▶ **Exercise directions**:
Transcribe each line of the material as it is, and drop any picture.

-- Start Source material --

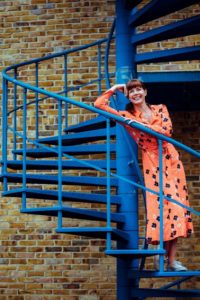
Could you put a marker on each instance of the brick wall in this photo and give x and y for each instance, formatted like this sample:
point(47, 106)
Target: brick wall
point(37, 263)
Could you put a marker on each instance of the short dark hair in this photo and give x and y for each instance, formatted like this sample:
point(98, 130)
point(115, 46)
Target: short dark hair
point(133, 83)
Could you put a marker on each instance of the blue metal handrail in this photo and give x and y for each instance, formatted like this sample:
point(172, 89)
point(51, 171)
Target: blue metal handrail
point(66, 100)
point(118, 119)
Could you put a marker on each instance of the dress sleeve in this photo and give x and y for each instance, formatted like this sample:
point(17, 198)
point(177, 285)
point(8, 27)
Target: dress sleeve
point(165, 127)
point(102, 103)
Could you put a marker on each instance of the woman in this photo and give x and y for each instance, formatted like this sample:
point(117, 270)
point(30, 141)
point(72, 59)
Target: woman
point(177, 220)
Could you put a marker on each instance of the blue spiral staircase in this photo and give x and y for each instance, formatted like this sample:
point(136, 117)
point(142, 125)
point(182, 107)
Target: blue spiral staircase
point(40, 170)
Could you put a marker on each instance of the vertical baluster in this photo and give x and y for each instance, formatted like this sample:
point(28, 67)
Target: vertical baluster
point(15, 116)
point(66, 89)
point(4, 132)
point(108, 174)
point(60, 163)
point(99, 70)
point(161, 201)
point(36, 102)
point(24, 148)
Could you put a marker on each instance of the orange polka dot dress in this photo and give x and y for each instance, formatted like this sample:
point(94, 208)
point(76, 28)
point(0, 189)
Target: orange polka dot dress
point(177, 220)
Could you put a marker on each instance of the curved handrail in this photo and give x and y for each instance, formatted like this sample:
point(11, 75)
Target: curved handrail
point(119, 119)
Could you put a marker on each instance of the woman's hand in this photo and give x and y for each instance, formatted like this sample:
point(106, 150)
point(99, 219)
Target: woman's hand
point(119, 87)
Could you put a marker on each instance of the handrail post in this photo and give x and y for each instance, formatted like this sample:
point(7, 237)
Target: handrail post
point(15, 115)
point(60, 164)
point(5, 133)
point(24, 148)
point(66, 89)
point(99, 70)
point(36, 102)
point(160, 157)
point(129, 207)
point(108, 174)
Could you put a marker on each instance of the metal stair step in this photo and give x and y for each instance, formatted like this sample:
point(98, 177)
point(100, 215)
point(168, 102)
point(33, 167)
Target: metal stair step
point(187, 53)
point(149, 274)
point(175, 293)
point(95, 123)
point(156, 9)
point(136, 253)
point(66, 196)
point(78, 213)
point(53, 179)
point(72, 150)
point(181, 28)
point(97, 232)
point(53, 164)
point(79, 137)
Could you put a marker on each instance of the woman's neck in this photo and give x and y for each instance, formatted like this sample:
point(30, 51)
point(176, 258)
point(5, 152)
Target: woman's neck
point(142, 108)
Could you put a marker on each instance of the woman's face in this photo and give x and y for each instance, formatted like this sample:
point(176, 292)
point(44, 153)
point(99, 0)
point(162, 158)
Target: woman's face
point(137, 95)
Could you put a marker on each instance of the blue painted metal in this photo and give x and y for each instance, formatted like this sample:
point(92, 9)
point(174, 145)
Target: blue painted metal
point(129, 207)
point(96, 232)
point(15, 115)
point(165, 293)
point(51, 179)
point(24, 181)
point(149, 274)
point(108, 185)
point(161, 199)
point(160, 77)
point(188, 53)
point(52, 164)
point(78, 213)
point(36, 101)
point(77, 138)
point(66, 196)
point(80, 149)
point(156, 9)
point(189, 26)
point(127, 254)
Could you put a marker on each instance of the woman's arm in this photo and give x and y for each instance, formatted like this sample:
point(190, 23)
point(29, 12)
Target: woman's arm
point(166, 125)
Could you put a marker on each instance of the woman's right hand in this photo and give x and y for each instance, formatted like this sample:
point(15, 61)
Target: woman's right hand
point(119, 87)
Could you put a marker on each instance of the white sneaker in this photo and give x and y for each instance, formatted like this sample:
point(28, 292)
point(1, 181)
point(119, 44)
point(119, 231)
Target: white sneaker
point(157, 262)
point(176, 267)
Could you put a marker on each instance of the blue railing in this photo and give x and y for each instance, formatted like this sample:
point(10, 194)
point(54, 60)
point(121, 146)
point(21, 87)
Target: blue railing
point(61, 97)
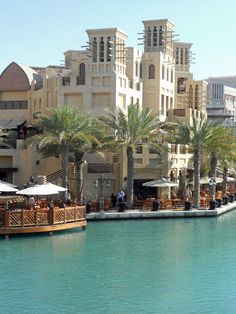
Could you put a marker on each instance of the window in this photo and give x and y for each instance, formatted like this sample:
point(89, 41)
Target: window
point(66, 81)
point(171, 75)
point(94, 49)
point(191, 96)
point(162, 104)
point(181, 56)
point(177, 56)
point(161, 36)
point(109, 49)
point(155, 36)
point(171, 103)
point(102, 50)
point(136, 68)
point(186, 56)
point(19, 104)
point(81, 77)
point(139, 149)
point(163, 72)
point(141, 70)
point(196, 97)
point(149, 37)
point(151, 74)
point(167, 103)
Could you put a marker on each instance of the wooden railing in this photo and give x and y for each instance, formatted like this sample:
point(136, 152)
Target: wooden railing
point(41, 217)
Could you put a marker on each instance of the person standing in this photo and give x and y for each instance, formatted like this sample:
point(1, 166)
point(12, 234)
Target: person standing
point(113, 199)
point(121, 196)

-- End Source material --

▶ **Exercise answer**:
Could you put a marker on each instance of the brick wall in this photo and give x and y for each instance, formatted like this sample:
point(47, 106)
Target: brick wall
point(37, 263)
Could you put a marker on each instance of the short dark hair in this photo and give x and y for each instance, formatted like this sample:
point(98, 130)
point(115, 46)
Target: short dark hair
point(133, 83)
Could you put a marker on each instance of the blue metal handrail in this photo and give x and y for each instance, formatted like this sample:
point(172, 89)
point(51, 171)
Target: blue metal handrail
point(66, 100)
point(118, 119)
Could you put a marker on each instance of the dress sleeve in this photo and give x and y for each instance, formatted like this sample:
point(17, 198)
point(177, 285)
point(8, 27)
Target: dress sleeve
point(165, 127)
point(102, 103)
Could you put a marker on each instance of the woman in this photo and give x and y for each instance, formatted like this sample:
point(117, 270)
point(30, 141)
point(72, 59)
Target: woman
point(177, 220)
Could you put a marker on each instance of the blue spiral staircase in this photo and give x and y for each instance, formatted like this sample:
point(136, 117)
point(142, 125)
point(182, 107)
Target: blue spiral staircase
point(40, 170)
Could you put a marker on each instance of the vertical baluster in this photo and give x and y for each instance, formatted like this sample:
point(28, 67)
Target: vertical baluster
point(15, 116)
point(66, 89)
point(4, 132)
point(108, 174)
point(60, 163)
point(99, 70)
point(161, 201)
point(36, 102)
point(24, 148)
Could you put a marker on each instance of the orange polka dot dress in this photo and give x and y for each instance, formatted like this sample:
point(94, 208)
point(76, 28)
point(0, 189)
Target: orange polka dot dress
point(177, 220)
Could you put a marker on each instance of the curved handrail in this photo and give x and y for each instance, formatted like this sample:
point(11, 75)
Target: curved handrail
point(119, 119)
Could you put a marker on each instance of the woman's hand in this photo and give x and y for each instance, formatted like this sample:
point(106, 150)
point(99, 219)
Target: woman's hand
point(119, 87)
Could you put a marker on each instance of the handrail post in this photo and give x and y for each instance, formatted like this sample:
point(7, 237)
Target: handrail post
point(15, 115)
point(60, 164)
point(5, 133)
point(24, 148)
point(66, 89)
point(99, 70)
point(36, 102)
point(160, 157)
point(129, 207)
point(108, 174)
Could you put a marker on each instance of the metal stair step in this photo and give x and y for each instance, formatted like this sample:
point(98, 177)
point(100, 215)
point(168, 102)
point(33, 167)
Target: metal stair step
point(187, 53)
point(149, 274)
point(175, 293)
point(95, 123)
point(156, 9)
point(136, 253)
point(66, 196)
point(78, 213)
point(53, 179)
point(72, 150)
point(181, 28)
point(97, 232)
point(53, 164)
point(79, 137)
Could you put a marker on each instance of the woman's neck in this photo and give x and y for each instance, formatted like this sample:
point(30, 51)
point(176, 258)
point(5, 152)
Target: woman's neck
point(142, 108)
Could you put a marker on each instance of the woman's face in this photo and give x and y for each instance, formatted like this sample:
point(176, 292)
point(44, 153)
point(99, 0)
point(162, 158)
Target: woman's face
point(137, 95)
Could you put a marker on each instance of the blue painted metal in this photo and give x and y for each instance, formatted like this sample:
point(92, 9)
point(174, 145)
Target: blue painted metal
point(129, 207)
point(96, 232)
point(15, 115)
point(165, 293)
point(51, 179)
point(24, 181)
point(149, 274)
point(108, 185)
point(161, 199)
point(160, 77)
point(188, 53)
point(52, 164)
point(78, 213)
point(36, 101)
point(77, 138)
point(66, 196)
point(80, 149)
point(156, 9)
point(189, 26)
point(127, 254)
Could you put a marker on each instance of the woman's arm in this photo and give x and y for each instance, formatted like this sample:
point(190, 23)
point(29, 12)
Target: woman's arm
point(166, 125)
Could you put a marker on each instance of the woman's right hand in this photo and give x and y for each instance, formatted like this sample:
point(15, 61)
Target: woman's right hand
point(119, 87)
Could you put a marker on each instance of the white sneaker in this photo and give x and y for each instance, formatted like this sample:
point(28, 292)
point(1, 181)
point(119, 44)
point(119, 231)
Target: white sneaker
point(157, 262)
point(176, 267)
Could you put a marker on each instance of the blue railing in this photo and give x and y for each instance, formatted like this sample:
point(10, 194)
point(54, 60)
point(121, 146)
point(21, 87)
Target: blue railing
point(61, 97)
Could you put a marker on each instance of the window in this photo and give x and y for each instance, formatted like this sample:
point(89, 41)
Target: window
point(66, 81)
point(171, 75)
point(94, 49)
point(191, 96)
point(162, 104)
point(181, 56)
point(177, 56)
point(161, 36)
point(109, 49)
point(155, 36)
point(171, 103)
point(102, 50)
point(136, 68)
point(186, 56)
point(19, 104)
point(81, 77)
point(139, 149)
point(163, 72)
point(141, 70)
point(196, 97)
point(149, 37)
point(151, 74)
point(167, 103)
Could you put a marker on each instance of the wooden railing in this photo and give x and y for each instance, formatted like this sample:
point(136, 152)
Target: wooden railing
point(41, 217)
Could you put a marker on each instance of the person standing in this photo and give x and y for each instance, formatted like this sample:
point(1, 166)
point(12, 234)
Target: person standing
point(113, 199)
point(121, 196)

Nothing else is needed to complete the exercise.